# [Что требуется]
Масштабируйте записи: перепишите всё от начала записей вплоть до строки с «point(252, 804)» включительно, вместе с запросами. Координаты точек в ответах умножьте на 1,35 и округлите до целых (половины вверх), а числа в запросах и образцах формата оставьте без изменений.

# [Исходные данные]
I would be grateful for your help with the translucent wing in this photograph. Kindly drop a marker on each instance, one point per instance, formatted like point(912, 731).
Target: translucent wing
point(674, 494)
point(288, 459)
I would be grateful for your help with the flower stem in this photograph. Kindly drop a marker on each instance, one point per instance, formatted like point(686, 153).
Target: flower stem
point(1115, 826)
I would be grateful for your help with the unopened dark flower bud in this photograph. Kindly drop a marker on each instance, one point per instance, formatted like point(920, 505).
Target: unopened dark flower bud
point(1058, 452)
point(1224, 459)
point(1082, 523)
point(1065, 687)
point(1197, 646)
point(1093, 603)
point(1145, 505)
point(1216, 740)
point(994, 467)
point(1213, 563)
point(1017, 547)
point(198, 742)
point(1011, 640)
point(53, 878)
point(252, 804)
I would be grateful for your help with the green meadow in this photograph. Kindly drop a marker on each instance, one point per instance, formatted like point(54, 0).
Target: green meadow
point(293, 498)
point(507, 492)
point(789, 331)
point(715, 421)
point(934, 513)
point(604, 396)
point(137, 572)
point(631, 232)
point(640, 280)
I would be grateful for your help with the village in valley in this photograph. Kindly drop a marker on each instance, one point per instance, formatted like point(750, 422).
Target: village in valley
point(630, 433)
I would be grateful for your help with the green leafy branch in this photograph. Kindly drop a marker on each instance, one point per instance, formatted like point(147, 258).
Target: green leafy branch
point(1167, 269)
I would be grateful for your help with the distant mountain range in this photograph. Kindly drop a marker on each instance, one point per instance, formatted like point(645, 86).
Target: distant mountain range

# [Полное решение]
I would be grateful for your help with the translucent wing in this photograph. Kindly drop a marker on each instance, one point per instance, formatted like point(912, 731).
Target: translucent wing
point(910, 667)
point(389, 620)
I would be grateful for your help with the flower stem in this photograph. Kindly drop a marker on each instance, one point per instance, formatted like point(686, 153).
Target: flower stem
point(1505, 1115)
I would be grateful for your help with the unopened dark flower bud in this photograph. Kindly drop a marker on each instance, one point per instance, formatted like point(920, 505).
Target: unopened dark flower bud
point(1428, 610)
point(1652, 620)
point(1461, 706)
point(1438, 927)
point(1616, 872)
point(1476, 814)
point(1546, 682)
point(1642, 999)
point(1342, 630)
point(1638, 760)
point(1373, 738)
point(267, 1002)
point(1365, 864)
point(72, 1185)
point(340, 1085)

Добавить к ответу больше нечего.